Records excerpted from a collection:
◆ ◆ ◆
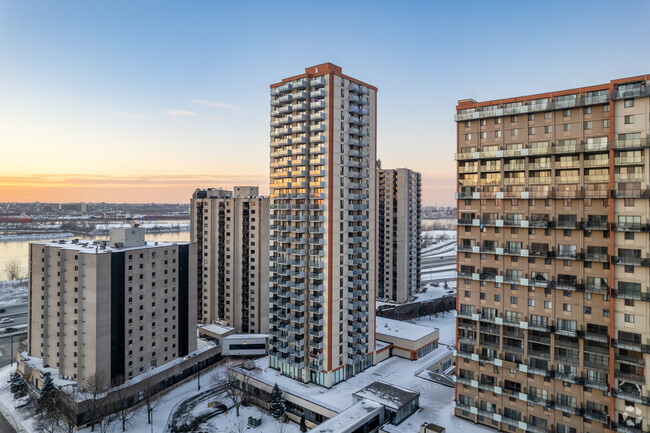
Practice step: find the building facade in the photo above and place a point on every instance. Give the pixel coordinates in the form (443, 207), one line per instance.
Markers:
(231, 229)
(399, 227)
(111, 309)
(323, 225)
(553, 312)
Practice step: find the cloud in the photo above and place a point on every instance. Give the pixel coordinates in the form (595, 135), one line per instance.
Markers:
(216, 104)
(131, 115)
(180, 113)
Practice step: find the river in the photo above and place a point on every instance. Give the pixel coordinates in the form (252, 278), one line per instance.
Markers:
(20, 249)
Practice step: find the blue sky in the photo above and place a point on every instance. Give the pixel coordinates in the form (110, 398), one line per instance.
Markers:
(156, 98)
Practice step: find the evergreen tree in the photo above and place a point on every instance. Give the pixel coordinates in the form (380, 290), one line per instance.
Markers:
(276, 403)
(18, 386)
(46, 403)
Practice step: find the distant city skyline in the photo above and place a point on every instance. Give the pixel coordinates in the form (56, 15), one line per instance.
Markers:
(145, 102)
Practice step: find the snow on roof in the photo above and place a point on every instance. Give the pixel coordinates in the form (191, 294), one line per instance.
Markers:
(95, 247)
(435, 399)
(217, 329)
(399, 329)
(380, 345)
(391, 396)
(246, 336)
(356, 415)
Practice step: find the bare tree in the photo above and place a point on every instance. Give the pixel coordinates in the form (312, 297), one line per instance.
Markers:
(13, 269)
(234, 382)
(68, 410)
(95, 386)
(240, 425)
(150, 397)
(125, 411)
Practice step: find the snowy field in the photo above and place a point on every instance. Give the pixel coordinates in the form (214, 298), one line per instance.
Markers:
(22, 419)
(13, 292)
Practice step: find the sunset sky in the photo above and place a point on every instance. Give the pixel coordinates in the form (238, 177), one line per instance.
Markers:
(123, 101)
◆ ◆ ◆
### Task:
Every line above should be reproduced exactly, please, with no pictures included.

### Solution:
Practice step: find the building facade in the photo above and place a point on every instance. Give the pixel coordinates in the form (443, 207), one line per instance.
Markers:
(231, 229)
(399, 227)
(111, 309)
(323, 225)
(553, 312)
Practice step: find the cloud in the photo above and place a point on every instance. Give the pixel coordinates in the form (595, 135), one line per instance.
Markers:
(216, 104)
(131, 115)
(180, 113)
Practice step: find the river in the photo above and place a point on every instance. Give the pixel coordinates in the form (252, 278), one line per instance.
Markers:
(20, 249)
Practice step: find the blue sky in the photo above and place a point on every instance. Give the pixel coordinates in the form (110, 398), one line per instance.
Markers:
(156, 98)
Practice step: find the evergreen tree in the photo above and place a point on every instance. Give the pixel coordinates in the form (380, 290), one line per instance.
Markers:
(276, 403)
(18, 386)
(46, 403)
Practice step: find the distant city skyline in the photo above and place a point on every instance. Give the pixel coordinates in the form (56, 15), one line per instance.
Markers:
(145, 102)
Practice step: find the snow on roof in the photo above and place a point on every instance. Give the pixel coordinates in the form (191, 294), one line per instance.
Markers:
(95, 247)
(435, 399)
(217, 329)
(399, 329)
(380, 345)
(391, 396)
(246, 336)
(356, 415)
Practice step: find the bare tree in the photo above and place a point on every instance. Give the pixel coordinates in the form (312, 297), one line per instance.
Markers:
(13, 269)
(234, 382)
(68, 410)
(95, 386)
(240, 425)
(150, 397)
(125, 411)
Practice step: find the snowy field in the photo above and place a point on every instance. Give the pixel coordinates in the form (214, 298), one line per instance.
Markers:
(22, 419)
(13, 292)
Practice step: find the sunset sky in the photo above and place a point on every instance. Give the pixel coordinates in the form (238, 177), one line per instance.
Markers:
(123, 101)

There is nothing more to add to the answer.